** start of Selected passage **
I remember, back when Instant was first ramping up staffing from prototype to production levels, saying,

"It's going to be a spectacular failure, but I am very, very glad that I work in a company where we can take risks like this."

(In my defense, remember that chart Google released today showing the resource usage of various incarnations of Instant? It was in the Prototype stage at the time, with a total cost roughly 10-20x existing websearch. We were talking about having to build new datacenters to support it. And the UI was nowhere near as polished; I found it very jarring to use at the time.)

I think there's a lesson for entrepreneurs in here somewhere: imagine where the technology could be, not where it is. Almost all innovations are pretty crappy when they first come out. That's a reason to improve them, not a reason to cancel them. Many problems that look impossible at first can be solved given enough engineering effort and creative thinking.

I think it also says a lot about the management style of Larry & Sergei vs. the MBAs at Yahoo. There's a tendency, as companies get bigger, to look at things rationally and say "We have $X to lose if this fails, and some uncertain $Y to gain if it succeeds. The chance of success is low. Let's not do it." Larry & Sergei say "Okay, we know what the risks are. $X is high but manageable, and $Y is unknown but potentially big. Let's do it."


You know the claim that you need to keep founders around because they know how to take risks and rethink your basic corporate assumptions?

My opinion is that Larry and Sergei demonstrate that strength in spades at Google. Just look at the initiatives that they are pushing right now.


(When you post about Google articles I think you guys should remind people that (AFAIK) that you work there.)


I figured that was implied because (hopefully) nobody else would know about Instant when it was in the prototype stage. Plus the whole "that I work in..." part of the quote.


I guess so. btilly didn't mention it implicitly or otherwise. I still think it's generally right to make it explicit.


No, I didn't. But I also don't think it is that material to what I said. If I thought it mattered, I would have said it.

In retrospective it would have made sense to have said it. But I'm not going to worry too much about it.


The development chart of Instant sounds interesting. I've been unable to find it - could you provide a URL?


It's 48 minutes into the official press event on Google Instant:

http://www.youtube.com/watch?v=i0eMHRxlJ2c

(Shamefully, I do not know how to link to a specific time point in a YouTube video.)
** end of Selected passage **
** start of Data extract **
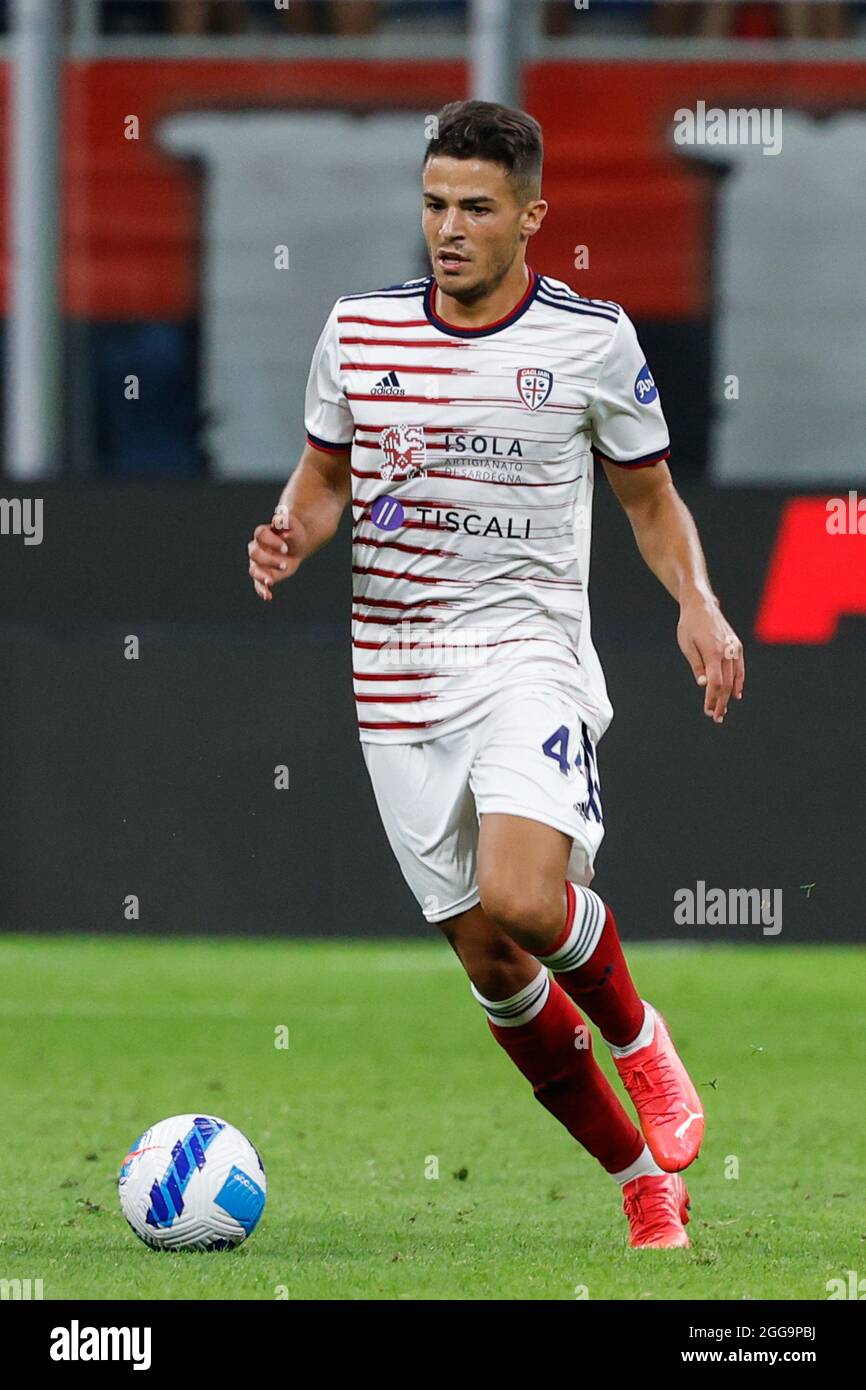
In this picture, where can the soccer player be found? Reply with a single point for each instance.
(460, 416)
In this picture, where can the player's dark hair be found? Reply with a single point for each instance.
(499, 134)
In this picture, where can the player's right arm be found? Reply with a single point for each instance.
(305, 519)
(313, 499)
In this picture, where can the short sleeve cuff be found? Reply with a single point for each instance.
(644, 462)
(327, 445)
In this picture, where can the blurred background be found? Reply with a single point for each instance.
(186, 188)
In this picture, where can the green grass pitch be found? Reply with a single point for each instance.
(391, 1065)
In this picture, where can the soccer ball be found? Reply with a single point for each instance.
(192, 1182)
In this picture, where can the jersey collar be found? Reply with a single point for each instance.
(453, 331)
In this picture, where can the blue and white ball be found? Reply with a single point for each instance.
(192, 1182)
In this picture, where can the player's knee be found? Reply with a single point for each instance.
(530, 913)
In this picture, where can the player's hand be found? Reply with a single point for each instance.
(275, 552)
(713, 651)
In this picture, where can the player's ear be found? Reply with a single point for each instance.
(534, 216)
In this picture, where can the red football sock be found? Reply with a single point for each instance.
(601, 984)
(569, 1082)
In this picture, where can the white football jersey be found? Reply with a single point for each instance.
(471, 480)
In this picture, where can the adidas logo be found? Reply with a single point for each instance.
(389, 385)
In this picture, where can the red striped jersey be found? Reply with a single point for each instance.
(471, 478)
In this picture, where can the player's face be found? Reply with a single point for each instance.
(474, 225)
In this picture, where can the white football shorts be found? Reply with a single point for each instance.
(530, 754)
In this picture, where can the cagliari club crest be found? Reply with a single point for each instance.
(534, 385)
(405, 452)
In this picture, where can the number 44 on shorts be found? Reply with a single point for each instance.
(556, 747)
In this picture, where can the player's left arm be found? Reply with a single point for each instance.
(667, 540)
** end of Data extract **
Complete the following.
a) Rework the Google Instant discussion between "You know the" and "you work there.)", inclusive, putting "original leaders" wherever "founders" appears.
b) Extend the Google Instant discussion, picking up right after its final comment.
The listing is separate material from the Google Instant discussion.

In response.
a)
You know the claim that you need to keep original leaders around because they know how to take risks and rethink your basic corporate assumptions?

My opinion is that Larry and Sergei demonstrate that strength in spades at Google. Just look at the initiatives that they are pushing right now.


(When you post about Google articles I think you guys should remind people that (AFAIK) that you work there.)

b)
BTW, basically all of Othar & Ben's presentation is worth watching (it starts at 30 minutes in) - he says a lot of what I do here, except I'm one of the skeptical people saying "It'll never work". ;-)


I uploaded a screenshot here: http://twitpic.com/2mshks


As an ex-Yahoo!, this is exactly the sort of thing that cheesed me off while I was still working there.

Best memory: not being allowed to use javascript-enhanced sliding panels for pagination, as the reduction in full page refreshes when navigating would have negatively impacted the Ad Impression stats.

(That and the quarterly lay-offs. Good motivational tool, that one.)


One of the smart things in Instant for google with instant is positively impacting the Ad Impressions. (page load still not necessary - but ads refresh with the search results)

I won't be surprised if the idea sparked more as an effort for 'How do we increase ad impressions? ' than search assistance for user.


This is a textbook example of Yahoo's problems as a company (I'm an ex-Yahoo).

It's all there: poor execution (performance/quality), insufficient focus on the user experience, focus on per-search revenue rather than long term search share, and above all no appetite for risk. Say what you like about Bing, but they are at least throwing caution to the wind and trying new and different things.


I particularly liked their version of Image Search, with "infinitely scrolling" results. It took a while, but Google eventually copied it.

That's what I love about competition: we users are the ones who win!


The difference is that Bing has nothing to lose and everything to gain. They'd probably be a lot more complacent with Google's market share.


At the risk of sounding like a troll, I think the title is unnecessarily specific: yahoo didn't just drop the ball on instant search, photo sharing, social bookmarking, x, or y, or z. They just dropped the ball. Period. As has been extensively documented, Yahoo is a tech company that has never wanted to be a tech company.

Given a few more years, I'm sure they'll get their wish when they cease to be a company altogether.


This was big news back then... for interface developers. Its popularity influenced a lot of further development (including spurring Google's AJAX Search API, I believe) and established it as a popular paradigm.

But I remember the version of it on Yahoo's then-beta search site, not this more extensive version on AllTheWeb. Here's an example: http://looksgoodworkswell.blogspot.com/2005/12/distracting-o...

I guess this was a more limited version of it, but it made a lot of sense to just pop up the most relevant result immediately.


Two points:

1. their UI was worse. If you don't do something like this right, it can be worse than doing nothing at all.

2. this depends largely on the correctness of the predictions. I assume Yahoo's predictions weren't half as good either.

But still cool, yes.


Yup. Google did a lot of eye tracking studies to get the timing & UI right.

But it means that if Yahoo invested in it, they might have had a shot at getting it right.


1. Do you think in 5 years Yahoo might have been able to get it right? 2. The correctness of the predictions is actually a lot easier to do than you'd think. Yahoo's were pretty good.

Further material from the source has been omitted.